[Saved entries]
================================
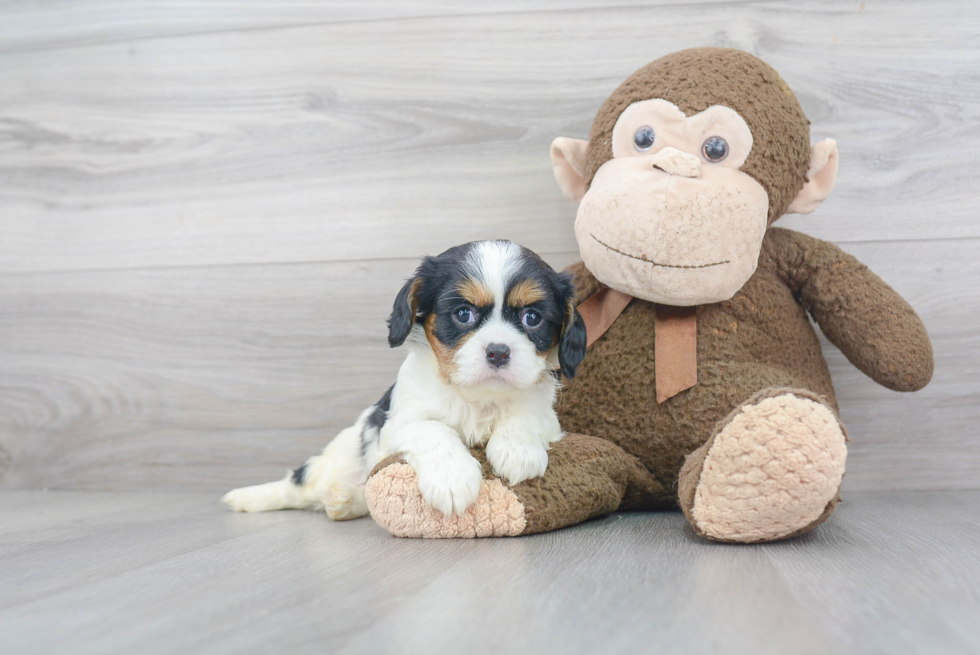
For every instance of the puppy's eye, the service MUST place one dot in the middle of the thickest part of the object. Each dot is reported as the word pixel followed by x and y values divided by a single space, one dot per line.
pixel 714 149
pixel 643 139
pixel 530 319
pixel 464 316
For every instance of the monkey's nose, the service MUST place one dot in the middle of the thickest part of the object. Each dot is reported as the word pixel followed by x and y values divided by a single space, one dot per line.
pixel 676 162
pixel 498 354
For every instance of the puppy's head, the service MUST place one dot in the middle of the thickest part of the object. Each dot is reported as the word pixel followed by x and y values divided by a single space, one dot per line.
pixel 491 311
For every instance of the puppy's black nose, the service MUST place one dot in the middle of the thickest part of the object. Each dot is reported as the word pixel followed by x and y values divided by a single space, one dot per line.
pixel 498 354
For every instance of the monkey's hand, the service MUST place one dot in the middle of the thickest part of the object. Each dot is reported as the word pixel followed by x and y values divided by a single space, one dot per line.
pixel 875 328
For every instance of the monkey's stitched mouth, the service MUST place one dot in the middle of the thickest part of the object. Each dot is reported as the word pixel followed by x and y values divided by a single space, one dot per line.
pixel 648 261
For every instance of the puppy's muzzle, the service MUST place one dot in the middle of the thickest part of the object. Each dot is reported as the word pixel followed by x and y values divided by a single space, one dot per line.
pixel 498 354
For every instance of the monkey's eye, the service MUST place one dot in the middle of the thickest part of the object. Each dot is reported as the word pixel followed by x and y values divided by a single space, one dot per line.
pixel 530 319
pixel 643 139
pixel 714 149
pixel 464 317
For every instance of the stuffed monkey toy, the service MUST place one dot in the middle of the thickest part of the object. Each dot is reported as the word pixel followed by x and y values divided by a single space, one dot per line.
pixel 705 388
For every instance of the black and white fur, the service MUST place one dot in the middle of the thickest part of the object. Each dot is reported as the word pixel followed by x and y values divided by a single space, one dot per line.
pixel 480 370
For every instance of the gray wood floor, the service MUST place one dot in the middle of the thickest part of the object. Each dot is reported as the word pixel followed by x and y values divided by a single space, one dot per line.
pixel 102 572
pixel 206 207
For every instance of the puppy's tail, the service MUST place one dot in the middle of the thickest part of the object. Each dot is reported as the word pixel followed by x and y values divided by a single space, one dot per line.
pixel 284 494
pixel 333 481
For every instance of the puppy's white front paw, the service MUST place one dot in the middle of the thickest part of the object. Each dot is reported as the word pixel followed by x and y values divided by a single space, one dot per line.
pixel 449 484
pixel 515 460
pixel 250 499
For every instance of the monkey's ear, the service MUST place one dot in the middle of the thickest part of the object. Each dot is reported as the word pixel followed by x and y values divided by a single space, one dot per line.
pixel 568 160
pixel 403 313
pixel 820 178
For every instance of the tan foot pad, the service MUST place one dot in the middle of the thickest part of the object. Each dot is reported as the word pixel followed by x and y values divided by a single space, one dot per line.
pixel 771 471
pixel 396 504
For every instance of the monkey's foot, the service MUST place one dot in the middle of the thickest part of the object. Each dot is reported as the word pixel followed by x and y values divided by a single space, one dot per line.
pixel 396 504
pixel 586 477
pixel 772 470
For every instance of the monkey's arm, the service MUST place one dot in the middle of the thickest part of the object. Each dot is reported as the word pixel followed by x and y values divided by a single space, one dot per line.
pixel 875 328
pixel 585 283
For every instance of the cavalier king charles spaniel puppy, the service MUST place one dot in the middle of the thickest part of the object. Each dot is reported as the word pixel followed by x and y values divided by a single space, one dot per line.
pixel 489 327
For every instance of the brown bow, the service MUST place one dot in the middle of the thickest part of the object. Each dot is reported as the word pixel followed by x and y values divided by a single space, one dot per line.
pixel 675 338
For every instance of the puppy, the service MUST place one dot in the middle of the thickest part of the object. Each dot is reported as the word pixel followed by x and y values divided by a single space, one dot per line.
pixel 489 326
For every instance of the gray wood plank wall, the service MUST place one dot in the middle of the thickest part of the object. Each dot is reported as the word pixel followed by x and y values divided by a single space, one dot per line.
pixel 207 208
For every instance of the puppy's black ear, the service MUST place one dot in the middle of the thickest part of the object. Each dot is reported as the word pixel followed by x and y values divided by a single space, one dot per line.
pixel 571 349
pixel 403 313
pixel 573 340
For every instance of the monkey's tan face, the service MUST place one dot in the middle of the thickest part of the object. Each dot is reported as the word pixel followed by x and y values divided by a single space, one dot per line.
pixel 671 218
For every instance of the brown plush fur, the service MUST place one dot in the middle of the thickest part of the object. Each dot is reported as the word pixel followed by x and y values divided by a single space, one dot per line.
pixel 759 339
pixel 645 455
pixel 701 77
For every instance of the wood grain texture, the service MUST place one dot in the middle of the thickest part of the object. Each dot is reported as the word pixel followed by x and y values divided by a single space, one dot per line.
pixel 355 139
pixel 91 572
pixel 207 208
pixel 208 378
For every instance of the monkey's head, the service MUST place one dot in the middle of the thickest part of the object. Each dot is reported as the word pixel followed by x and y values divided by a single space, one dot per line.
pixel 688 163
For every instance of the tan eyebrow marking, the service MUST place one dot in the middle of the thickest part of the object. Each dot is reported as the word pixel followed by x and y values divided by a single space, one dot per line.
pixel 525 292
pixel 475 293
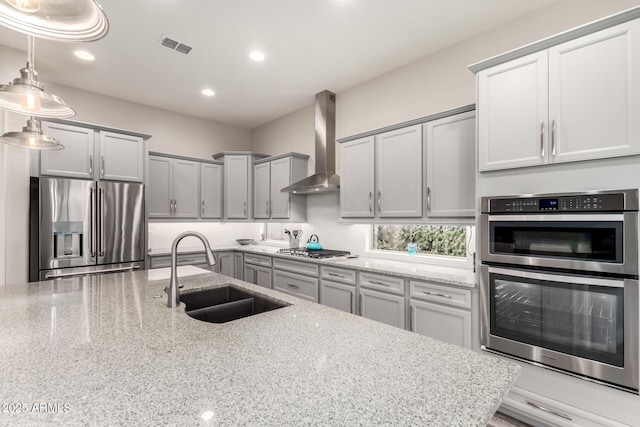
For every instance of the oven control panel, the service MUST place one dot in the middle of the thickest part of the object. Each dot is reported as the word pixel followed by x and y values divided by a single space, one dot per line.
pixel 569 203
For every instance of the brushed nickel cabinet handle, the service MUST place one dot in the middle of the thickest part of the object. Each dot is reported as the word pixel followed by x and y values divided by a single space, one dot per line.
pixel 553 137
pixel 541 139
pixel 550 411
pixel 378 283
pixel 436 294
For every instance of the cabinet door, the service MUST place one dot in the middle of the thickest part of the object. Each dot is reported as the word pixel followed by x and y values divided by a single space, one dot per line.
pixel 121 157
pixel 263 277
pixel 159 188
pixel 186 194
pixel 451 171
pixel 443 323
pixel 280 207
pixel 236 181
pixel 594 95
pixel 261 190
pixel 77 159
pixel 512 113
pixel 357 178
pixel 211 191
pixel 225 263
pixel 399 173
pixel 337 295
pixel 238 262
pixel 382 307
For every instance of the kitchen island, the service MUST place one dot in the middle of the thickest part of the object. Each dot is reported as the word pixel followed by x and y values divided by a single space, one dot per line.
pixel 106 350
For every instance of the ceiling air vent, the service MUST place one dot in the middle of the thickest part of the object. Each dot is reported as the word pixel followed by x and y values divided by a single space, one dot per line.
pixel 175 45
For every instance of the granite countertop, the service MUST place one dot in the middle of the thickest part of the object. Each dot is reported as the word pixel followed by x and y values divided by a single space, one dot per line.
pixel 443 275
pixel 105 350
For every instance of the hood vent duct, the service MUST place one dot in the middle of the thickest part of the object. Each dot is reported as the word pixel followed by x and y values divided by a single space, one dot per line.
pixel 324 179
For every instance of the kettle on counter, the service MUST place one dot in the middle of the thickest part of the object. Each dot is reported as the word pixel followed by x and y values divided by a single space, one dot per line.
pixel 313 244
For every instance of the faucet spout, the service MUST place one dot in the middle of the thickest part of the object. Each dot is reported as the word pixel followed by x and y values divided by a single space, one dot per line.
pixel 173 293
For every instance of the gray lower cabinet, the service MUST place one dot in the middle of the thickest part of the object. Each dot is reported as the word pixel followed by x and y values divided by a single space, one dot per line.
pixel 382 307
pixel 172 188
pixel 441 312
pixel 338 288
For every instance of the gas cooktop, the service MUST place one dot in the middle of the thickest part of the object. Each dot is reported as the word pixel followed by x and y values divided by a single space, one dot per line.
pixel 321 254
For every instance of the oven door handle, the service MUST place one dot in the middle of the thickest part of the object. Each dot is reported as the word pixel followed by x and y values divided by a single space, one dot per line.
pixel 556 218
pixel 563 278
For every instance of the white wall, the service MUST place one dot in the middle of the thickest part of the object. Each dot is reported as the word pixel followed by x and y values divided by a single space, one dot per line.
pixel 430 85
pixel 171 133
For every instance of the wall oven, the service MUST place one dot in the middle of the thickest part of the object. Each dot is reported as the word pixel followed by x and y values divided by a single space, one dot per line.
pixel 559 282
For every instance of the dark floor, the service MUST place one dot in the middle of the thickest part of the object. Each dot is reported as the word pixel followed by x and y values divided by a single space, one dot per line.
pixel 502 420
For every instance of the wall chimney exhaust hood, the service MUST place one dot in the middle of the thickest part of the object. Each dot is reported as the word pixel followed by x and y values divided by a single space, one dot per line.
pixel 324 179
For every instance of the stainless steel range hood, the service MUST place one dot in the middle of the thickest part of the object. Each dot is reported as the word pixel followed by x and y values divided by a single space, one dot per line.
pixel 324 179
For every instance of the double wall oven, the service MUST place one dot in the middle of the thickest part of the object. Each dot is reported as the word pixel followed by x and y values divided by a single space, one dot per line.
pixel 559 282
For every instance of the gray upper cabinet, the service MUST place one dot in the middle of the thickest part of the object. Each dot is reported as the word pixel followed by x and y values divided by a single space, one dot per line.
pixel 357 178
pixel 450 171
pixel 93 154
pixel 77 159
pixel 121 157
pixel 575 101
pixel 381 176
pixel 172 190
pixel 211 190
pixel 237 176
pixel 261 188
pixel 270 176
pixel 399 173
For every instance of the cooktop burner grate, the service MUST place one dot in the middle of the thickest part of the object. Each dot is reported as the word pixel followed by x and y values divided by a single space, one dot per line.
pixel 323 253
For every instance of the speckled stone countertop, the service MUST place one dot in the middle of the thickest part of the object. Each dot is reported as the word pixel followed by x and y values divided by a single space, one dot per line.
pixel 443 275
pixel 105 350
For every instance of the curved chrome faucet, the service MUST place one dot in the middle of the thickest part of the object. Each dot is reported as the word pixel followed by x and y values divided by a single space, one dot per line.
pixel 173 293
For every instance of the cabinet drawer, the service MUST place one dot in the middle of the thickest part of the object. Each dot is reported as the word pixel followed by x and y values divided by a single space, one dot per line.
pixel 441 294
pixel 257 259
pixel 307 268
pixel 296 285
pixel 183 259
pixel 384 283
pixel 338 274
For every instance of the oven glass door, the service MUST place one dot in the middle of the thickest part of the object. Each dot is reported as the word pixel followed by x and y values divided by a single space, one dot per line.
pixel 579 316
pixel 574 240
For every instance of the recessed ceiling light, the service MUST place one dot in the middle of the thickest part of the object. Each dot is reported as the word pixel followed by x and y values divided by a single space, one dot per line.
pixel 83 54
pixel 257 56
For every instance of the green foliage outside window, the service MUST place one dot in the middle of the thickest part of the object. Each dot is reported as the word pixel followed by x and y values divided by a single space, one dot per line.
pixel 431 239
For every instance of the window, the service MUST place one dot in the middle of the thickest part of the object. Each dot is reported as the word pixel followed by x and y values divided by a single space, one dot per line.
pixel 442 240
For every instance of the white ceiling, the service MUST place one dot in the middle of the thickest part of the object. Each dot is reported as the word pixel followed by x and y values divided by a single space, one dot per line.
pixel 310 45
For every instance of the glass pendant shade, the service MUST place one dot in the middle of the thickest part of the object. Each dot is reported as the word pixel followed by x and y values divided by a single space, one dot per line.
pixel 59 20
pixel 31 137
pixel 26 94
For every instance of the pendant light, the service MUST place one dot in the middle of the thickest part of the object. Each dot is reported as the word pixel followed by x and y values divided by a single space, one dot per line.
pixel 59 20
pixel 31 137
pixel 26 94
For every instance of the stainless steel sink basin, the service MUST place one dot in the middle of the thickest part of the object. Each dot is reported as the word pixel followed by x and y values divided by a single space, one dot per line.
pixel 220 305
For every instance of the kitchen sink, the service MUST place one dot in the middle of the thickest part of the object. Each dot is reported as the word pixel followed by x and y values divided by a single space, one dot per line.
pixel 220 305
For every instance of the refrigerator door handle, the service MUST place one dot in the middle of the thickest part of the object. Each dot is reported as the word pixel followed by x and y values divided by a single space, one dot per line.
pixel 92 215
pixel 101 221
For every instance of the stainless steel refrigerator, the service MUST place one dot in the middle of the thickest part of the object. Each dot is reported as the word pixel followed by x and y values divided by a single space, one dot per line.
pixel 82 227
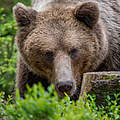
================================
§ Assigned task: The required output is an exact copy of the lines from the one with "For every instance of the window, the" through the final line of the data above, with pictures removed.

§ Result of the task:
For every instance of the window, the service MUST place one dot in the middle of the thickest part of the object. Each dot is reported as the word pixel followed by x and y values divided by a single space, one dot per line.
pixel 442 240
For every instance of the white ceiling, the service MUST place one dot in the middle of the thickest part of the object. Each dot is reported as the word pixel followed by x and y values divided by a single space, one dot per line.
pixel 310 45
For every instance of the glass pendant shade, the service MUST place one dot in the middle of the thickest part of the object. Each dot is reported as the word pixel followed by x and y values divided by a single space, one dot per line.
pixel 59 20
pixel 31 137
pixel 26 94
For every instance of the pendant light, the service MUST place one dot in the middle of the thickest part of the object. Each dot is reported as the word pixel followed by x and y values divided by a single space, one dot per line.
pixel 59 20
pixel 31 137
pixel 26 94
For every instance of the stainless steel sink basin, the service MUST place one dot in the middle of the thickest part of the object. Each dot is reported as the word pixel followed by x and y values divided by a single space, one dot per line.
pixel 220 305
For every instance of the kitchen sink, the service MUST place one dot in the middle of the thickest part of the object. Each dot is reported as the word pixel followed by x and y values divided by a single space, one dot per line.
pixel 220 305
For every instance of the refrigerator door handle, the service MUST place one dot in the middle of the thickest part of the object. Each dot is reported as the word pixel followed by x and y values divided by a single space, one dot per line.
pixel 92 215
pixel 101 221
For every instance of the stainless steel refrigerator, the service MUST place one dot in the middle of the thickest part of the object. Each dot is reported as the word pixel followed by x and y values divided by a single space, one dot per line.
pixel 82 227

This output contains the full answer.